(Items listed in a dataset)

%%

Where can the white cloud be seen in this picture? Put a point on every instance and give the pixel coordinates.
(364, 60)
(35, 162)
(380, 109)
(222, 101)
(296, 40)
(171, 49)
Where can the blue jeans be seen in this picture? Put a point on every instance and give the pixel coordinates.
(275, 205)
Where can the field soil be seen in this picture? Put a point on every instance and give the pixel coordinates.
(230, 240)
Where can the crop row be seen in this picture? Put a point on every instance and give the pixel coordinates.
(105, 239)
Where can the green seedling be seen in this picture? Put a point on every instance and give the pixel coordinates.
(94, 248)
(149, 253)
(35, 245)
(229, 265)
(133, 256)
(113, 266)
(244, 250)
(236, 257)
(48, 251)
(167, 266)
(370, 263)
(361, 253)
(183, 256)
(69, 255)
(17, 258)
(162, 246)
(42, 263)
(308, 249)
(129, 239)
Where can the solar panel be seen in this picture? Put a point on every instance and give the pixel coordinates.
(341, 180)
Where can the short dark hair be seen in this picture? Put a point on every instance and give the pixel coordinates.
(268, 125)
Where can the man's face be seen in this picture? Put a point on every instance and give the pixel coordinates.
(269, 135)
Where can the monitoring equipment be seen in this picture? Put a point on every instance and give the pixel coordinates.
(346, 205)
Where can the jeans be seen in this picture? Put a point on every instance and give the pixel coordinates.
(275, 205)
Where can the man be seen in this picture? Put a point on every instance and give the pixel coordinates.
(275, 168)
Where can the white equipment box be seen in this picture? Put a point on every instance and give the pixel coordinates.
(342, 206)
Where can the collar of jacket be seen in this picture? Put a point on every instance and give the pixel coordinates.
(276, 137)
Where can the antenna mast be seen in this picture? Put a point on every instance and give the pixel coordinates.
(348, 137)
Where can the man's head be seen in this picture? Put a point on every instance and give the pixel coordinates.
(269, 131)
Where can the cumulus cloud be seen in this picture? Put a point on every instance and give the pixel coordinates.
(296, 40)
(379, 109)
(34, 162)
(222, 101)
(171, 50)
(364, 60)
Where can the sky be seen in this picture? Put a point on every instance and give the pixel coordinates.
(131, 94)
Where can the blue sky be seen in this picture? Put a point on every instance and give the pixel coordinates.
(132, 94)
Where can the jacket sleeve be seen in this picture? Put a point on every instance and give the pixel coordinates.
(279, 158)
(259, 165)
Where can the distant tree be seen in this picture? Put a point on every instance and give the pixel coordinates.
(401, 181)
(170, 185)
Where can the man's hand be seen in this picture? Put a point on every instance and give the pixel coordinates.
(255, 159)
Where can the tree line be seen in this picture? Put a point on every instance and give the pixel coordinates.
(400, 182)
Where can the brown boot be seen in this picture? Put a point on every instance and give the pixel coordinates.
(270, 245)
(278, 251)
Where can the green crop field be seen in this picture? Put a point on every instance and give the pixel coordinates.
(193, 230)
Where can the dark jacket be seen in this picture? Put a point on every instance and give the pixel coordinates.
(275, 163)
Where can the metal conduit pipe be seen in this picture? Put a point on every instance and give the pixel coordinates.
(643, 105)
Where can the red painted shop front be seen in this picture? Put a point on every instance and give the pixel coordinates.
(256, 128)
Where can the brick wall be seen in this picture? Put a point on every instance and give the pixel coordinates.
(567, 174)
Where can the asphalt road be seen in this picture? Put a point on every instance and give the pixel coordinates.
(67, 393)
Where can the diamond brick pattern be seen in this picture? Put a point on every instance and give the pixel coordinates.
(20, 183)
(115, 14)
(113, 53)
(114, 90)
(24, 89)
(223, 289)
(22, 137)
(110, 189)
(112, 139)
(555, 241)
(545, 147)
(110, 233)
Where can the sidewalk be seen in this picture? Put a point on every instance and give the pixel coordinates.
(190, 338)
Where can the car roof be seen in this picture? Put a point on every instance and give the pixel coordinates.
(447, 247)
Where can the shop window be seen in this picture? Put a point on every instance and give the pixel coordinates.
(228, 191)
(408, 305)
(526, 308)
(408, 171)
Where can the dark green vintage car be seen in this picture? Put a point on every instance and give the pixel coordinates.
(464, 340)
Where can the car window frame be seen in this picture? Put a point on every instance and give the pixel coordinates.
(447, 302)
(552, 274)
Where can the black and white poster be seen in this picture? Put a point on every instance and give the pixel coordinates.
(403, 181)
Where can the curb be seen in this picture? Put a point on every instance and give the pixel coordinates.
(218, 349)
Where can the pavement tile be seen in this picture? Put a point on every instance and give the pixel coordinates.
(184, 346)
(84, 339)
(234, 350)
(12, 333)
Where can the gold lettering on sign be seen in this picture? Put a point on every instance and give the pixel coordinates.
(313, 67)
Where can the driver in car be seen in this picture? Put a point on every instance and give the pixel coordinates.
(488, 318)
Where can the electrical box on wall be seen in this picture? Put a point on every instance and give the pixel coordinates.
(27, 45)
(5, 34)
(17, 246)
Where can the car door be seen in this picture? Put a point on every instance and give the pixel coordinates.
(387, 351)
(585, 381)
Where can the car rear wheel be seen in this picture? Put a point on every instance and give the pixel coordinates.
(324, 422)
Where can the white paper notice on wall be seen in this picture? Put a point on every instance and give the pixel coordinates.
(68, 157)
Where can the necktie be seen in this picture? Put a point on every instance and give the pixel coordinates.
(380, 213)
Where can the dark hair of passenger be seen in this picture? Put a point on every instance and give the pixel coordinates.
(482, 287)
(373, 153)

%%

Your goal: Output the records in full, keeping them exactly as they are.

Exercise result:
Where can the white cloud be seen in this picture? Put a point on every instance and give the pixel coordinates.
(364, 60)
(35, 162)
(380, 109)
(222, 101)
(296, 40)
(171, 49)
Where can the blue jeans be seen in this picture? Put a point on every instance and give the pixel coordinates.
(275, 205)
Where can the field soil be seen in this picture? Put a point on every instance and give the pixel coordinates.
(230, 240)
Where can the crop row be seen in this picture? Put a point on every instance and give the pixel coordinates.
(105, 239)
Where can the green seedling be seen in this picture? Put a point on every instance and give the pixel coordinates.
(94, 248)
(149, 253)
(35, 245)
(229, 265)
(133, 256)
(113, 266)
(244, 250)
(236, 257)
(48, 251)
(167, 266)
(370, 263)
(361, 253)
(183, 256)
(69, 255)
(17, 258)
(162, 246)
(42, 263)
(308, 249)
(129, 239)
Where can the solar panel be seen in this picture? Put a point on every instance and give the pixel coordinates.
(341, 180)
Where can the short dark hair be seen in this picture? Put a point on every instance and give the pixel coordinates.
(268, 125)
Where can the man's face be seen in this picture? Put a point on every instance and give the pixel coordinates.
(269, 135)
Where can the monitoring equipment be seen in this picture? Put a point on every instance and give the pixel coordinates.
(346, 205)
Where can the jeans be seen in this picture? Put a point on every instance and give the pixel coordinates.
(275, 205)
Where can the man be seen in this picture? Put a point on every instance and give the pixel coordinates.
(275, 168)
Where can the white equipment box be seen in this picture? Put a point on every instance and give the pixel coordinates.
(342, 206)
Where can the collar of jacket be seen in this picture? Put a point on every instance and give the pixel coordinates.
(276, 137)
Where can the antenna mast be seen in this picture? Put a point on every instance and give the pixel coordinates.
(348, 137)
Where can the man's head be seen in this picture? Put a point on every instance and give the pixel coordinates.
(269, 131)
Where can the cumulus cloud be seen in this picture? Put a point on every instance and give the pixel coordinates.
(296, 40)
(379, 109)
(34, 162)
(222, 101)
(171, 50)
(364, 60)
Where can the sky be seen in this picture? Put a point on every instance and give the pixel coordinates.
(131, 94)
Where can the blue sky be seen in this picture? Put a point on every instance and give the pixel coordinates.
(132, 94)
Where can the jacket sleeve be seen in this picture? Put a point on every instance and give the pixel coordinates.
(279, 158)
(259, 165)
Where can the distant tree be seen in this picture? Put a point on every instance and give the pixel coordinates.
(401, 181)
(170, 185)
Where can the man's hand be seen in this picture? Put a point on every instance and give the pixel coordinates.
(255, 159)
Where can the tree line be seen in this picture? Put a point on every instance and give the pixel coordinates.
(400, 182)
Where can the brown boot be seen in this picture? Put a point on every instance and give the pixel coordinates.
(270, 245)
(278, 251)
Where can the green crop field be seen in this picture? Put a point on every instance and give the pixel coordinates.
(193, 230)
Where can the dark jacket be seen in this picture? Put a point on every instance and give the pixel coordinates.
(275, 163)
Where can the metal conduit pipe be seen in this picture? Put a point on every instance and give the pixel coordinates.
(643, 105)
Where can the red painted shop front be seen in this picture? Put a point on every instance and give the pixel coordinates.
(256, 128)
Where can the brick wall be seen in this picture? Put a point on every instance and give the pixel coordinates.
(567, 174)
Where can the asphalt road be seen in this picture? Put a point on every instance and give the pixel coordinates.
(67, 393)
Where can the diamond brick pattern be seen in this picture? Put a point on every instance and give the pixel coordinates.
(20, 183)
(115, 14)
(113, 53)
(114, 90)
(24, 89)
(223, 289)
(22, 137)
(110, 189)
(112, 139)
(555, 241)
(545, 147)
(110, 233)
Where can the sidewalk be seen in this picture? Put a point on every instance and give the pixel coordinates.
(190, 338)
Where can the car roof be seen in this picture? Put a point on every instance and give the pixel coordinates.
(447, 247)
Where can the shop window be seen in this picture? Put a point on every instance and give the pixel coordinates.
(228, 191)
(408, 305)
(526, 308)
(408, 171)
Where can the dark green vintage car be seen in this picture? Put a point on every instance and give the pixel coordinates.
(464, 340)
Where can the car window frame be seen in this picture? Put a point on every instance and give the pixel coordinates.
(447, 302)
(552, 274)
Where can the black and white poster be seen in this picture? Put a point on every instance and give the pixel coordinates.
(403, 181)
Where can the curb be seen in this picture? Put a point on every instance and give the pixel coordinates.
(218, 349)
Where can the pavement tile be seen in this picture? Put a point on every instance and give the pixel coordinates.
(184, 346)
(84, 339)
(234, 350)
(12, 333)
Where can the gold lettering on sign be seen in this picture? Put a point on every instance and give the pixel coordinates.
(313, 67)
Where can the driver in car be seen in this picture? Put a point on every instance and give the pixel coordinates.
(488, 318)
Where can the electrical box on wall be seen in this picture? Put a point on every instance and give the pixel coordinates.
(27, 45)
(5, 34)
(17, 246)
Where can the car door be seen in this picture? Put a point on every instance and give the pixel coordinates.
(387, 351)
(585, 381)
Where can the car rear wheel be seen in this picture? Put a point on every instance and give the pixel coordinates.
(324, 422)
Where can the white paper notice on wall be seen in this picture? Put a point on every instance and give the pixel coordinates.
(68, 157)
Where can the necktie be seen in this picture? Put a point on every instance and give the pixel coordinates.
(380, 213)
Where can the dark hair of passenger be seen in this picture? Put a point on every instance and give the pixel coordinates.
(482, 287)
(373, 153)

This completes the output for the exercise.